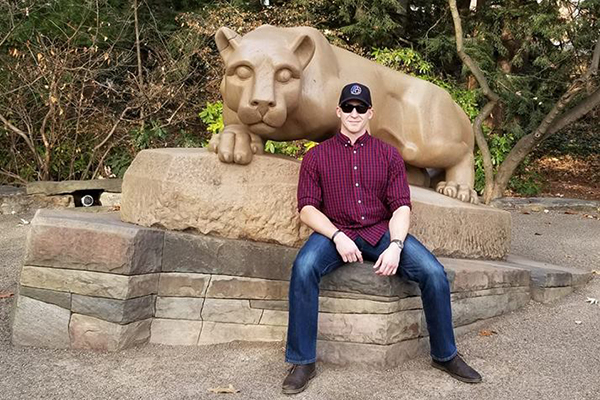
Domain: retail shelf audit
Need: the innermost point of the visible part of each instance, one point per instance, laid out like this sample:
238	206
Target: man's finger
377	263
360	257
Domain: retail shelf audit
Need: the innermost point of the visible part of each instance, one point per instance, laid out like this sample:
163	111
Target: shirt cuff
308	201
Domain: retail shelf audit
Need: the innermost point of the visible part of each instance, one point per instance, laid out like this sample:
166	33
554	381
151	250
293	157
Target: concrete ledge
92	242
62	187
88	283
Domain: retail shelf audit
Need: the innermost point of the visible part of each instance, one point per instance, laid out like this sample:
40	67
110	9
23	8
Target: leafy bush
212	116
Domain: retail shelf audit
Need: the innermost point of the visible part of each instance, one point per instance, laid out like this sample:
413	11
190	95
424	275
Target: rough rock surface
92	242
190	189
93	333
40	324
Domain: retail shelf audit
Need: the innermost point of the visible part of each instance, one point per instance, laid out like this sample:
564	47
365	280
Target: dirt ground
569	177
538	352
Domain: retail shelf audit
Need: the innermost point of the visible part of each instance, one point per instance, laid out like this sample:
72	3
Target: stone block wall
90	281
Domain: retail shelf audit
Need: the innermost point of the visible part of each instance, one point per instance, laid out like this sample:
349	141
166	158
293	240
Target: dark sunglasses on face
360	108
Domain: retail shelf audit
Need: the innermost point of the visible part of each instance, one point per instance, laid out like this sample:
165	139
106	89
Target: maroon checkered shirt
357	187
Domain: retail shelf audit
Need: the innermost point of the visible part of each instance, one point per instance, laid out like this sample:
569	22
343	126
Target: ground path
538	352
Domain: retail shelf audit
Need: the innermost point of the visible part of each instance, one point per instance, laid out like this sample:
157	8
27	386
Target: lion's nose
262	106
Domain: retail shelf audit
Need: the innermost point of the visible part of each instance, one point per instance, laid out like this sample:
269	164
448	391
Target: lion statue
283	84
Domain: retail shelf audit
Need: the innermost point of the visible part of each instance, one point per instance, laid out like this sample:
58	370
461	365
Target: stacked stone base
91	281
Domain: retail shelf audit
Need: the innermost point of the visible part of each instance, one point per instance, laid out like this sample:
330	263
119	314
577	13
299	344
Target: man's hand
388	261
347	248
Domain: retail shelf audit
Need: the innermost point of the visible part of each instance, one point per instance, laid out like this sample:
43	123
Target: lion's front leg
236	144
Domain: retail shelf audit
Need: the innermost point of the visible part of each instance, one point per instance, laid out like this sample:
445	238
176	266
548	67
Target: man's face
352	120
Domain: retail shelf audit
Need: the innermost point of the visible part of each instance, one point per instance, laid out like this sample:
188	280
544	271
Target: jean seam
324	272
444	359
307	361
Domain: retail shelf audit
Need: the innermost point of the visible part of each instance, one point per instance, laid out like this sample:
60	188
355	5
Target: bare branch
13	176
488	167
113	129
576	112
18	132
137	42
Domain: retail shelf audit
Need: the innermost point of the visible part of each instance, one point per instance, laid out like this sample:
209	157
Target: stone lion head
263	71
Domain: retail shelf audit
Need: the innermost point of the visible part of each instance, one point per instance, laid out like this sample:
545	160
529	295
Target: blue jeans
319	257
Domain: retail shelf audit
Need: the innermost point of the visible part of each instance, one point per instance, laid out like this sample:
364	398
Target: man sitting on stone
353	192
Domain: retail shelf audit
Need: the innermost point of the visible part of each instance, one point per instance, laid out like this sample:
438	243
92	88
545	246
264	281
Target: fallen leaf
228	389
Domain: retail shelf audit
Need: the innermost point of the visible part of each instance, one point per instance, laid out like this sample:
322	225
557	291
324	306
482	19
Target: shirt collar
361	140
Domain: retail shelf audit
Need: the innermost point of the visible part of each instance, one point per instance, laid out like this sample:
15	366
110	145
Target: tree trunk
493	98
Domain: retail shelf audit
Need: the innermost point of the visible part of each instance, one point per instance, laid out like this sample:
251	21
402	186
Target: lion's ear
227	41
304	49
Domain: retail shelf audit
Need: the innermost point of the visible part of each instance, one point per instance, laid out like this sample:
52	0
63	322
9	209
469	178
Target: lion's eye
283	75
243	72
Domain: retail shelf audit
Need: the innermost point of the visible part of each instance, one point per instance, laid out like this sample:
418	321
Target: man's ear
227	41
304	49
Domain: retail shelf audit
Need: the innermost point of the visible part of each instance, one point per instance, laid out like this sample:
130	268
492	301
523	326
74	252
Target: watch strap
399	243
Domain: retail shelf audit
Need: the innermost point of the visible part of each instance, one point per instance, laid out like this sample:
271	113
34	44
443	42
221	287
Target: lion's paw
234	145
457	191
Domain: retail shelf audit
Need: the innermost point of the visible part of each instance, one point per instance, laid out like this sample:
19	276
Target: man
354	194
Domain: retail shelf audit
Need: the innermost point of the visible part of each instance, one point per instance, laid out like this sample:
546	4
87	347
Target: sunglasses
360	108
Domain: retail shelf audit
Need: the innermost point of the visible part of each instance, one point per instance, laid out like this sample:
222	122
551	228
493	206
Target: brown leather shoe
458	369
298	378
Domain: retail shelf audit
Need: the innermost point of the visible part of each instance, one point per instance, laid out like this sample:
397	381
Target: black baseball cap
356	91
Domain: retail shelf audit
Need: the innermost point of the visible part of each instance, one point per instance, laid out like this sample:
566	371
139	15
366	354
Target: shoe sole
460	378
296	391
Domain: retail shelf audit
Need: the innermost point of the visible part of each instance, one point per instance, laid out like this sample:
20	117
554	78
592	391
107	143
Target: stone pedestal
191	190
91	281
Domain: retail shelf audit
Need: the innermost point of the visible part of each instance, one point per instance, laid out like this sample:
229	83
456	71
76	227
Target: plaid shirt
357	187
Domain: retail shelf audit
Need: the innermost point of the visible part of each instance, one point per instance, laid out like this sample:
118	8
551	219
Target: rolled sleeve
309	185
398	192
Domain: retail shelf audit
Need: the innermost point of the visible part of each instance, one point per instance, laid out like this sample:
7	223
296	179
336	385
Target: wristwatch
399	242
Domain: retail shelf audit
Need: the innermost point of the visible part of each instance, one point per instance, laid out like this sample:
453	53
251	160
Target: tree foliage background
75	103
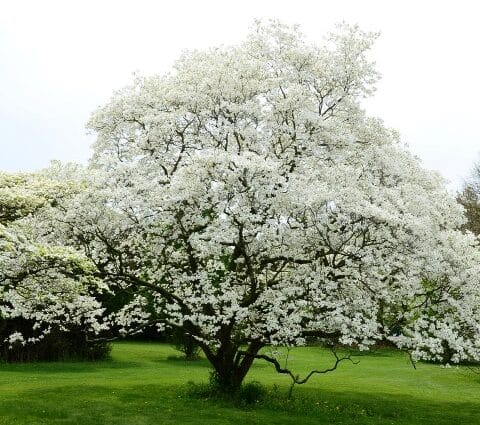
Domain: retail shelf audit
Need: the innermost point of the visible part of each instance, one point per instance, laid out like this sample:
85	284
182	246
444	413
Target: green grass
141	385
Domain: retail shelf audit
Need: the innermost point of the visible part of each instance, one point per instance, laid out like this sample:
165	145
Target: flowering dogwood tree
47	285
248	198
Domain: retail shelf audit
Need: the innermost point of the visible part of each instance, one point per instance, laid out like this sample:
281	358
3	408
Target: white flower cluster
251	200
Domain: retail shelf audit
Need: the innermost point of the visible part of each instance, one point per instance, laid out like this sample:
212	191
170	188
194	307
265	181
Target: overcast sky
59	60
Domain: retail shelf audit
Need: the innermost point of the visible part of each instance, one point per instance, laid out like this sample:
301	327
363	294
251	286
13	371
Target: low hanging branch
296	378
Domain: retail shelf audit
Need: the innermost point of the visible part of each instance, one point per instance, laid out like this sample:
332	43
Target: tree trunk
231	367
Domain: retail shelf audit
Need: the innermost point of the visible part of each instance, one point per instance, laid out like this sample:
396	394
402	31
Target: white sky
59	60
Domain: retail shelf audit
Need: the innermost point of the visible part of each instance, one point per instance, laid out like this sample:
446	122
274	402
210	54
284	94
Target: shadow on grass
154	404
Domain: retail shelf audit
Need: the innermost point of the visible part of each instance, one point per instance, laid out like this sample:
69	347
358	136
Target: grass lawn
142	384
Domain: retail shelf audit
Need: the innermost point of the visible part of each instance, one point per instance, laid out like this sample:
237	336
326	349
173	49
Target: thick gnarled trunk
231	364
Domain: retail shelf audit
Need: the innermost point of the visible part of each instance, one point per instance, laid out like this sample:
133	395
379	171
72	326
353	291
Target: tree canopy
247	199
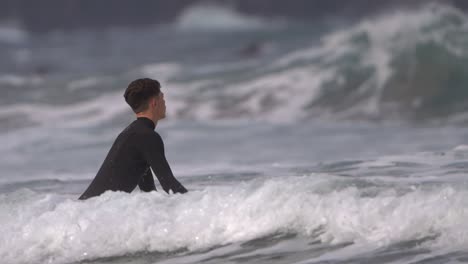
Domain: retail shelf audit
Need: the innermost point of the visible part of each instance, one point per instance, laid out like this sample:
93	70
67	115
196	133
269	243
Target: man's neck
149	116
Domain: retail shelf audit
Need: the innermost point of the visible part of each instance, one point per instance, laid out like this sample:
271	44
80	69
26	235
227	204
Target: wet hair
139	92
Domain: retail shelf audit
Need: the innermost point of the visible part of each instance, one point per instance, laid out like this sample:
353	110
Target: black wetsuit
136	149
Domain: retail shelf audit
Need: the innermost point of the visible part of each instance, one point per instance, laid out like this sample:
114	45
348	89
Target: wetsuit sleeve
146	182
153	152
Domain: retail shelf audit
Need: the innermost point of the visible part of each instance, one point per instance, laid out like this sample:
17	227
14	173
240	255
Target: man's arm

####################

- [WHAT YOU NEED TO DO]:
Pick out every line above that contains the string "shoe", matching case exactly, and copy each one out in full.

- [RESULT BELOW]:
Target: brown leather shoe
Target: shoe sole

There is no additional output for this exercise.